** What you should do **
What follows is a set of records, each of which is to be written out exactly.

# # #

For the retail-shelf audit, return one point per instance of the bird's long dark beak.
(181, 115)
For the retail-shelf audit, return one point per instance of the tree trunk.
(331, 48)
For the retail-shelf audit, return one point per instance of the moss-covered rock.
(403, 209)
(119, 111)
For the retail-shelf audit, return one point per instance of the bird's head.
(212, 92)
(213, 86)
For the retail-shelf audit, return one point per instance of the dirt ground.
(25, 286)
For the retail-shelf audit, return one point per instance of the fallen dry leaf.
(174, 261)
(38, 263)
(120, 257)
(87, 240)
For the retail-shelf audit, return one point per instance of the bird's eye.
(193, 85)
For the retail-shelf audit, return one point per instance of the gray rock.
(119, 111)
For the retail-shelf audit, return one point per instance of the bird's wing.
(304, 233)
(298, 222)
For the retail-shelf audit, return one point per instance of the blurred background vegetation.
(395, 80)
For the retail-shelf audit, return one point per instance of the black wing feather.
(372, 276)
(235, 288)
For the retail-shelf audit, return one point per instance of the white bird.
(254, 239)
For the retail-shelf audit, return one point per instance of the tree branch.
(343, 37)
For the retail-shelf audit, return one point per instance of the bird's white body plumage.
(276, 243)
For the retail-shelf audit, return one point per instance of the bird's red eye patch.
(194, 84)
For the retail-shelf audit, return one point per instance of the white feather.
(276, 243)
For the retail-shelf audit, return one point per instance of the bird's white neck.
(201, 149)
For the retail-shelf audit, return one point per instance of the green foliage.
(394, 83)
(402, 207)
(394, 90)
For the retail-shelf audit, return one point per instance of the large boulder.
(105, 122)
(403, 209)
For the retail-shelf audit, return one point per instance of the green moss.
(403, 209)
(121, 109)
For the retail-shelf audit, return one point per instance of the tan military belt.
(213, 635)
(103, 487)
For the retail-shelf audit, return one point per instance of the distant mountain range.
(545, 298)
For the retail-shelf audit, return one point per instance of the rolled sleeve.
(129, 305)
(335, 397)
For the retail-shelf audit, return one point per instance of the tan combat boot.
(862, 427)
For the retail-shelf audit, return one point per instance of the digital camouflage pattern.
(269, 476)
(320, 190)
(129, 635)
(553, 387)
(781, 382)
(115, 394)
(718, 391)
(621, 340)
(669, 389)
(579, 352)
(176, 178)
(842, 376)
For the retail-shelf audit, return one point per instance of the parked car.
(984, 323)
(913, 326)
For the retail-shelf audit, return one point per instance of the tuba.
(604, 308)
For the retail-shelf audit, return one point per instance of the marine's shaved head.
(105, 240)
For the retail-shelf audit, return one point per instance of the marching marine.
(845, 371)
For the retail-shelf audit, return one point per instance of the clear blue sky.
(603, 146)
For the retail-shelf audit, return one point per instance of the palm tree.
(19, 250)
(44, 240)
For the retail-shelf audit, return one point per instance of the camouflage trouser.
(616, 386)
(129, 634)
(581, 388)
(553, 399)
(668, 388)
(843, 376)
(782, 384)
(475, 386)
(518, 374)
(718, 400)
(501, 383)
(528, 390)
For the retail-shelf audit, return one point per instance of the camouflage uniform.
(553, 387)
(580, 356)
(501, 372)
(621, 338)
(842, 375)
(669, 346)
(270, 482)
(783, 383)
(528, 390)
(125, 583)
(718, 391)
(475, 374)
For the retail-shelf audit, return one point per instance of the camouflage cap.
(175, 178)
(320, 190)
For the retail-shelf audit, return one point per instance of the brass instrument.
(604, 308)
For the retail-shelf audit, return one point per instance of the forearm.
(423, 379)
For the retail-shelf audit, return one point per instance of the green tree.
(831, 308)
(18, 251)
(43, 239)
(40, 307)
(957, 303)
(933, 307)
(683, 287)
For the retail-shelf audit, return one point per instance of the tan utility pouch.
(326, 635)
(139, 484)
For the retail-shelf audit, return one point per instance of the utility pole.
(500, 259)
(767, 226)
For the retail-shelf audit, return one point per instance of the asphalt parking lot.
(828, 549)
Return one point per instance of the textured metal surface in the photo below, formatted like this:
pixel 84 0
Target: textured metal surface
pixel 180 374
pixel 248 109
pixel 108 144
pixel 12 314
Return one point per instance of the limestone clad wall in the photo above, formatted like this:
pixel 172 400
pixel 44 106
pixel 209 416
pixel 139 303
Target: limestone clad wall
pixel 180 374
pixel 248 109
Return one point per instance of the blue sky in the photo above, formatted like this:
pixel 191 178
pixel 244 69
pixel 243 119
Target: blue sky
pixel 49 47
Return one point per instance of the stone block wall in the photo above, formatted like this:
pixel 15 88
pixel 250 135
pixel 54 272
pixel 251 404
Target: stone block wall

# # #

** Task solution **
For the retail-shelf audit, return one point per instance of the bird's long dark beak.
(181, 115)
For the retail-shelf audit, return one point per instance of the tree trunk.
(331, 48)
For the retail-shelf audit, return one point per instance of the moss-covered rock.
(403, 209)
(119, 111)
For the retail-shelf audit, return one point per instance of the bird's head.
(212, 92)
(213, 86)
For the retail-shelf audit, return one point per instance of the dirt ground.
(25, 286)
For the retail-shelf audit, return one point per instance of the fallen dry leaf.
(174, 261)
(38, 263)
(120, 257)
(87, 240)
For the retail-shelf audit, return one point per instance of the bird's eye.
(193, 85)
For the retail-shelf audit, return one point per instance of the gray rock.
(119, 111)
For the retail-shelf audit, return one point per instance of the bird's wing.
(304, 233)
(298, 222)
For the retail-shelf audit, return one point per instance of the blurred background vegetation.
(395, 80)
For the retail-shelf audit, return one point per instance of the black wing feather.
(372, 276)
(235, 288)
For the retail-shelf audit, return one point per instance of the white bird.
(254, 239)
For the retail-shelf audit, return one point per instance of the tree branch.
(343, 37)
For the retail-shelf audit, return one point per instance of the bird's white body plumage.
(276, 243)
For the retail-shelf audit, return one point per instance of the bird's red eye patch.
(194, 84)
For the retail-shelf audit, return one point per instance of the white feather.
(276, 243)
For the retail-shelf audit, return one point per instance of the bird's white neck.
(201, 149)
For the retail-shelf audit, return one point per instance of the green foliage.
(394, 83)
(402, 207)
(394, 90)
For the retail-shelf audit, return one point per instance of the large boulder.
(105, 122)
(403, 209)
For the retail-shelf audit, return one point per instance of the green moss.
(403, 209)
(121, 109)
For the retail-shelf audit, return one point per instance of the tan military belt.
(213, 635)
(103, 487)
For the retail-shelf audit, return one point per instance of the distant mountain range.
(545, 298)
For the retail-shelf audit, return one point per instance of the rolled sleeve.
(129, 305)
(335, 397)
For the retail-shelf audit, return one point per instance of the tan combat boot.
(862, 427)
For the retail-shelf audit, return one point per instance of the digital camouflage pattern.
(269, 476)
(320, 190)
(129, 635)
(553, 387)
(781, 382)
(115, 394)
(718, 391)
(621, 340)
(669, 389)
(579, 352)
(176, 178)
(842, 376)
For the retail-shelf audit, return one point per instance of the parked car.
(984, 323)
(913, 326)
For the retail-shelf audit, return one point per instance of the tuba.
(604, 308)
For the retail-shelf audit, return one point per instance of the marine's shaved head.
(105, 240)
For the retail-shelf audit, return one point per instance of the marching marine.
(845, 371)
For the retail-shelf audit, return one point per instance of the clear blue sky.
(603, 146)
For the retail-shelf audit, return one point per instance of the palm tree.
(19, 250)
(44, 240)
For the retail-shelf audit, return one point per instance of the camouflage trouser.
(616, 386)
(129, 634)
(581, 388)
(553, 399)
(668, 388)
(843, 376)
(782, 384)
(475, 386)
(518, 374)
(718, 400)
(501, 383)
(528, 390)
For the retail-shelf audit, return one point per instance of the camouflage uniform.
(553, 387)
(580, 356)
(501, 372)
(621, 338)
(842, 375)
(669, 346)
(270, 482)
(783, 383)
(528, 390)
(125, 583)
(718, 391)
(475, 374)
For the retail-shelf audit, return one point per instance of the camouflage cap.
(175, 178)
(320, 190)
For the retail-shelf audit, return one point per instance of the brass instrument.
(604, 308)
For the retail-shelf audit, return one point per instance of the forearm.
(423, 379)
For the retail-shelf audit, return one point per instance of the green tree.
(831, 308)
(18, 251)
(43, 239)
(40, 307)
(957, 303)
(933, 307)
(683, 287)
For the retail-shelf audit, return one point per instance of the tan utility pouch.
(326, 635)
(139, 484)
For the retail-shelf audit, return one point per instance of the utility pole.
(500, 259)
(767, 226)
For the retail-shelf audit, return one point per instance of the asphalt parking lot.
(828, 549)
Return one point per instance of the textured metal surface in the photo below, formatted like this:
pixel 84 0
Target: textured metal surface
pixel 180 374
pixel 248 109
pixel 108 144
pixel 12 314
Return one point per instance of the limestone clad wall in the photo above, formatted like this:
pixel 172 400
pixel 44 106
pixel 209 416
pixel 139 303
Target: limestone clad wall
pixel 180 374
pixel 248 109
Return one point per instance of the blue sky in the photo above, formatted like this:
pixel 191 178
pixel 244 69
pixel 243 119
Target: blue sky
pixel 49 47
Return one point per instance of the stone block wall in the photo above, formatted like this:
pixel 15 88
pixel 250 135
pixel 54 272
pixel 251 404
Target: stone block wall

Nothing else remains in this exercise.